▸ What you have to do
List every line of the material below that contains the string "blue", reproducing each line in full.

-- Start Source material --

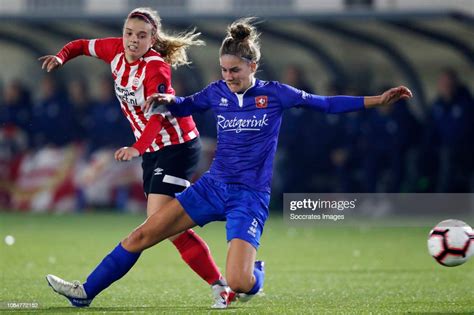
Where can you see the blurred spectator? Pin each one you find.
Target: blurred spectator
(15, 115)
(53, 117)
(388, 132)
(451, 134)
(16, 107)
(79, 99)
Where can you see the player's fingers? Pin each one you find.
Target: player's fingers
(118, 154)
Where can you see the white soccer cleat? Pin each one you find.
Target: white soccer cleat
(220, 293)
(73, 291)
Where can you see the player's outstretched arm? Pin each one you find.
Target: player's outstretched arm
(388, 97)
(159, 99)
(50, 62)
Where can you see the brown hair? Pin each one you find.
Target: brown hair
(242, 40)
(171, 47)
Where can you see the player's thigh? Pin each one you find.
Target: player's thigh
(169, 221)
(169, 170)
(155, 202)
(239, 266)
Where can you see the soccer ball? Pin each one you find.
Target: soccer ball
(451, 243)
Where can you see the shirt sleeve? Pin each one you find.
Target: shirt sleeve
(197, 102)
(149, 133)
(292, 97)
(102, 48)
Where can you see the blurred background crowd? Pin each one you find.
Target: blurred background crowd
(58, 131)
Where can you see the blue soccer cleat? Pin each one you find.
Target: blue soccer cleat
(220, 293)
(243, 297)
(73, 291)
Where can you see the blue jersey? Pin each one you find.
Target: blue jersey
(248, 125)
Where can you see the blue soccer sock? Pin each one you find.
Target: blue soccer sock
(113, 267)
(259, 278)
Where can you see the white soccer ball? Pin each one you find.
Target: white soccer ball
(451, 242)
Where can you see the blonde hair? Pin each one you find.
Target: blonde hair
(171, 47)
(242, 40)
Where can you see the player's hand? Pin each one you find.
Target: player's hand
(126, 154)
(159, 99)
(50, 62)
(395, 94)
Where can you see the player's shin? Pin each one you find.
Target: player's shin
(113, 267)
(196, 254)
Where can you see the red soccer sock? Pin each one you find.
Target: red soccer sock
(196, 254)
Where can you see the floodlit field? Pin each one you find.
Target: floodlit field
(308, 270)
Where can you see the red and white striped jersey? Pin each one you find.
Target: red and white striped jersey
(134, 82)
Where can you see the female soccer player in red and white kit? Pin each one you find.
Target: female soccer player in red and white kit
(141, 65)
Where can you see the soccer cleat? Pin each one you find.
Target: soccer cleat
(244, 297)
(220, 294)
(74, 291)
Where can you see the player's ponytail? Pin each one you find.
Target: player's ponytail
(242, 40)
(171, 47)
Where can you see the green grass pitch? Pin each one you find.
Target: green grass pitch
(316, 270)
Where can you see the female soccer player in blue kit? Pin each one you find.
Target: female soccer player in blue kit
(236, 188)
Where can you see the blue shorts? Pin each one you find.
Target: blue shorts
(244, 209)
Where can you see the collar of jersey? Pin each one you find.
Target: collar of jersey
(254, 80)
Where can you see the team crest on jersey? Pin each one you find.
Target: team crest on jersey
(261, 101)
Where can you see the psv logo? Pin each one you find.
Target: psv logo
(261, 101)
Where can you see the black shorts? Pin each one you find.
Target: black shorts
(169, 170)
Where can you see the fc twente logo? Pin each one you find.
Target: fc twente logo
(261, 101)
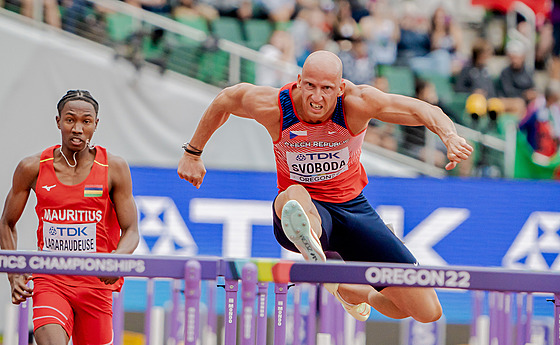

-- End Source material --

▸ Worked answer
Where can you see the blue soccer cleat? Pin each one you find.
Target: blue soccer cleat
Where can you see the blue jersey? Pin each one you find.
Target: blue jersey
Where can you see the blue soccer sock? Pin each one you find.
Target: blue soccer sock
Where can you see the female soccer player in blue kit? Pin each one you find.
Target: female soccer player in blue kit
Where can you see the blue shorts? Pin each one you find.
Target: blue shorts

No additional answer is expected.